→ Written request a
Which model did David Rock develop, according to the passage on mindful feedback?
□ □ □ □ □
Mindful Feedback ~ Reprise
Most people don’t respond positively to feedback (a.k.a criticism).
The expanding knowledge we have about how the brain works is helping us to understand why.
Even under the BEST of circumstances, many of us find ourselves recoiling in response to hearing what others think about us. Our receptivity depends on context, relationships and circumstances – but the greatest factor is our emotional state.
We’ve all heard the term “don’t take this personally,” right?
Actually, I don’t know what that means. I think it’s a way we buffer the blow of being hurt or hurting someone else. Because the so-called “emotional” and “rational” brains are a unified system, we cannot not respond to what someone says (or does) devoid of its feeling content.
In his excellent synthesis of the latest social neuroscience, author David Rock, developed the SCARF model to understand the brain’s perception in relation to the social environment. According to Rock, “Two themes are emerging from social neuroscience. Firstly, that much of our motivation driving social behavior is governed by an overarching principle of minimizing threat and maximizing reward. Secondly, that several domains of social experience draw upon the same brain networks to maximize reward and minimize threat as the brain networks used for primary survival needs. In other words, social needs are treated in much the same way in the brain as the need for food and water.”
This process never stops. The brain never stops scanning for input to determine threat or reward whether we’re talking to our boss, best friend, significant other or granny.
□ □ □ □ □
→ Written request b
Tally the lines of the entries that contain the string "knob", where case counts. Give only the number.
□ □ □ □ □
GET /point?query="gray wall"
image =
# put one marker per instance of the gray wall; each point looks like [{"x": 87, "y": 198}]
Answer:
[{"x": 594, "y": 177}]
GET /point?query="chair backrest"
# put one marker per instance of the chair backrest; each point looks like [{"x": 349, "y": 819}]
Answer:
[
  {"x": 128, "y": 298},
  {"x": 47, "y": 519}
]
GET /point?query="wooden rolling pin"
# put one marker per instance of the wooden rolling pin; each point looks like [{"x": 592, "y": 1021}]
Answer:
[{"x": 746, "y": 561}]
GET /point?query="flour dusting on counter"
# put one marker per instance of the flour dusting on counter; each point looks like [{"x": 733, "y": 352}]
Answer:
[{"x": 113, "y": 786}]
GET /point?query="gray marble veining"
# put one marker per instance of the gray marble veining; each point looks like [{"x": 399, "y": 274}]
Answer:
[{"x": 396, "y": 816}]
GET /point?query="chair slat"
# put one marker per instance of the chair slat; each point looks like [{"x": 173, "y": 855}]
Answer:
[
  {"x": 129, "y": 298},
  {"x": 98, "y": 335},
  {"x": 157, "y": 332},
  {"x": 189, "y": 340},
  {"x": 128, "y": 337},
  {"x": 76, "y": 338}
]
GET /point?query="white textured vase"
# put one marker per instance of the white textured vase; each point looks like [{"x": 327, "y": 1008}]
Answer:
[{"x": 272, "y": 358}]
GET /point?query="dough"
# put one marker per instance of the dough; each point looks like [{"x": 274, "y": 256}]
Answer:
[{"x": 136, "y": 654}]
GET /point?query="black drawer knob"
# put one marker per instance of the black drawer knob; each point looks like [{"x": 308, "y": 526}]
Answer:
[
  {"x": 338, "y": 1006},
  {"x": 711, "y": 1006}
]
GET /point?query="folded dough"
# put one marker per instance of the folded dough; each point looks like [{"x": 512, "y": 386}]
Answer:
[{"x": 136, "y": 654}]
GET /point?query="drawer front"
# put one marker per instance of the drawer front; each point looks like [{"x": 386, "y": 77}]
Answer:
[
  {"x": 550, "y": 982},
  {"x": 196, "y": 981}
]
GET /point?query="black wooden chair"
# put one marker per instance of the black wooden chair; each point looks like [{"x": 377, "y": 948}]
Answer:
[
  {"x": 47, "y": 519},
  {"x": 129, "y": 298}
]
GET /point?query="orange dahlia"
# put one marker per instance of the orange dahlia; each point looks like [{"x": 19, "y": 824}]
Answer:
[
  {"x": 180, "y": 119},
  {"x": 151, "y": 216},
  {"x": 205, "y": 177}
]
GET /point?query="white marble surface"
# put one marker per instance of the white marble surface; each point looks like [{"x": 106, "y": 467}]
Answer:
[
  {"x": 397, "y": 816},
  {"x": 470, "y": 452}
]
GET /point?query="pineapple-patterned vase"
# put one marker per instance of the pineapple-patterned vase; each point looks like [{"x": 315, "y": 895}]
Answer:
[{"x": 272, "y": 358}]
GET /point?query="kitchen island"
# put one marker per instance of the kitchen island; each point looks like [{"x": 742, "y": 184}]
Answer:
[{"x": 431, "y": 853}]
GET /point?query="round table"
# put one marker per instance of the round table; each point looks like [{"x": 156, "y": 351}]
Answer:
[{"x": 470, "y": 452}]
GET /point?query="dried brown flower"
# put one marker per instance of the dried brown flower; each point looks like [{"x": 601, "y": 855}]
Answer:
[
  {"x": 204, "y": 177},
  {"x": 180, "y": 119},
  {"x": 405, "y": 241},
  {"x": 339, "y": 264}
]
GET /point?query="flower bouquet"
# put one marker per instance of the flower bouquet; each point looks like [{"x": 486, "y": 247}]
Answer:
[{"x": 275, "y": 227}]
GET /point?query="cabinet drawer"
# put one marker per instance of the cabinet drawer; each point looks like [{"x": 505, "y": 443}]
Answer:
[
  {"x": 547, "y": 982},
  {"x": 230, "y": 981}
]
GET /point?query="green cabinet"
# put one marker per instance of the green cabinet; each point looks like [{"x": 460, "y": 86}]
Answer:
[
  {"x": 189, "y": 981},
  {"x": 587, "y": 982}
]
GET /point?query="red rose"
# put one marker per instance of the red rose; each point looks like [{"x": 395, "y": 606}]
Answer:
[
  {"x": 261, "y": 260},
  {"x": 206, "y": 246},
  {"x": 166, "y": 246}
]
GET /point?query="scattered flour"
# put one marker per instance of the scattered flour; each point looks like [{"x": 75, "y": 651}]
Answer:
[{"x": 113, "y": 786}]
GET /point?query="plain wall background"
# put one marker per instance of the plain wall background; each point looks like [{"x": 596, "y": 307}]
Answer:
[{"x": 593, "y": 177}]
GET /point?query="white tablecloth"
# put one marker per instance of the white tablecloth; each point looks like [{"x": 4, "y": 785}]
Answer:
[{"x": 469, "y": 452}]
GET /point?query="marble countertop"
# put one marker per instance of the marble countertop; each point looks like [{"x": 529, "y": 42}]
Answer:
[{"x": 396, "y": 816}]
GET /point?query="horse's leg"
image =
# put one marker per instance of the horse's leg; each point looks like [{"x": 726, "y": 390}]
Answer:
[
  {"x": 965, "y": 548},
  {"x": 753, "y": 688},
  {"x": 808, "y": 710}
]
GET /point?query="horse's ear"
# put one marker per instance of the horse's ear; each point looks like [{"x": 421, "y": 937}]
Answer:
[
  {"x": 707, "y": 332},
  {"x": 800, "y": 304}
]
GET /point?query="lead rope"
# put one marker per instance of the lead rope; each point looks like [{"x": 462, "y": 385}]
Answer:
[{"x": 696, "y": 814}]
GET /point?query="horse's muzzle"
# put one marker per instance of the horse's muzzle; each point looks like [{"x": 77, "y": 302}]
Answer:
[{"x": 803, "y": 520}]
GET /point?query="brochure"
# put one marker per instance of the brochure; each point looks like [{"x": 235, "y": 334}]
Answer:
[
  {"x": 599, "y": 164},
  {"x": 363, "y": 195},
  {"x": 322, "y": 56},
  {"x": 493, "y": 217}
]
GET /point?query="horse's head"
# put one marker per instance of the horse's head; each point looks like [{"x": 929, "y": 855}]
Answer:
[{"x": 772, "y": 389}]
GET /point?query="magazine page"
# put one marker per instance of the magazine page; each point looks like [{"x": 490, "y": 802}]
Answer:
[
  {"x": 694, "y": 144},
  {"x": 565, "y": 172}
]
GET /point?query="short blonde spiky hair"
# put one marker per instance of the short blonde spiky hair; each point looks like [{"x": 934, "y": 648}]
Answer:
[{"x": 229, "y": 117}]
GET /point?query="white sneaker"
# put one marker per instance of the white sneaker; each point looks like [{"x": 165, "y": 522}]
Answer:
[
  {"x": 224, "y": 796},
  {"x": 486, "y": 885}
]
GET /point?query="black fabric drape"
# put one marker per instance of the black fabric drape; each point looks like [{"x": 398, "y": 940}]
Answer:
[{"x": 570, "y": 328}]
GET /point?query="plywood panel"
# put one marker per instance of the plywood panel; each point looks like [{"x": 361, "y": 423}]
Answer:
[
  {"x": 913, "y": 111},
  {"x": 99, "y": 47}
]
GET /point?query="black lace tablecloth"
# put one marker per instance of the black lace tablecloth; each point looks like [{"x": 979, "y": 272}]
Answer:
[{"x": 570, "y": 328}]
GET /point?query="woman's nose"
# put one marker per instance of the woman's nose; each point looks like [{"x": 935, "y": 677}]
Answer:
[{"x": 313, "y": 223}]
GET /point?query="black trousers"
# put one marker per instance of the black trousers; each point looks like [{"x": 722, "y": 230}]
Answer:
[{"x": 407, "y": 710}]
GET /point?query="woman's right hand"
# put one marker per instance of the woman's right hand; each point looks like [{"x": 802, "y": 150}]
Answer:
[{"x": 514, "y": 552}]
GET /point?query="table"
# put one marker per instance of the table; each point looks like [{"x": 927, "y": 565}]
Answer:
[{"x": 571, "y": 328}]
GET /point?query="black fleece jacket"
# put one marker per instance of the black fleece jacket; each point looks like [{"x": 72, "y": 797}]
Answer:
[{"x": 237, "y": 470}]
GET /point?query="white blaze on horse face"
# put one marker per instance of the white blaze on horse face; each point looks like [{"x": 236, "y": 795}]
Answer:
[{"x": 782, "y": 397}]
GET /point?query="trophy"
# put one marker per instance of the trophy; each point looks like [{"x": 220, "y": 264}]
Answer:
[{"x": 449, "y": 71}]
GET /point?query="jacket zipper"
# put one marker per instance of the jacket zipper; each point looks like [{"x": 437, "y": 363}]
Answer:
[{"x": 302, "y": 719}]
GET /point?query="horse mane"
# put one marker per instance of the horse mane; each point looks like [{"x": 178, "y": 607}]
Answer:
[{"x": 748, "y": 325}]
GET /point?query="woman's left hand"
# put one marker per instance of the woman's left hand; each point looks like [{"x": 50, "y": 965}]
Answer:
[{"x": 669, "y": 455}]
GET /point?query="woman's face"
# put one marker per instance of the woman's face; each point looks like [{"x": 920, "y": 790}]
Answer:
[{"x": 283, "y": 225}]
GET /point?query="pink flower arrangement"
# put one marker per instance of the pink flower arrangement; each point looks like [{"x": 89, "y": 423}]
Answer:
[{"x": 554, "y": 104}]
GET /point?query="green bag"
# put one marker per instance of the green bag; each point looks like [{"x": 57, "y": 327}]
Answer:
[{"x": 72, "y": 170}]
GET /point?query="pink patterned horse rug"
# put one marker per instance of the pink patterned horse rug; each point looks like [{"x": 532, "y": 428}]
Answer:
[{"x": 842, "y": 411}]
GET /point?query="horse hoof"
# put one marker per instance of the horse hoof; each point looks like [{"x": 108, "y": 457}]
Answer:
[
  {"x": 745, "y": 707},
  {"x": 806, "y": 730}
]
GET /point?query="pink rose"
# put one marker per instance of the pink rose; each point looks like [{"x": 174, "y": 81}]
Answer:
□ □ □ □ □
→ Written answer a
The SCARF model.

→ Written answer b
2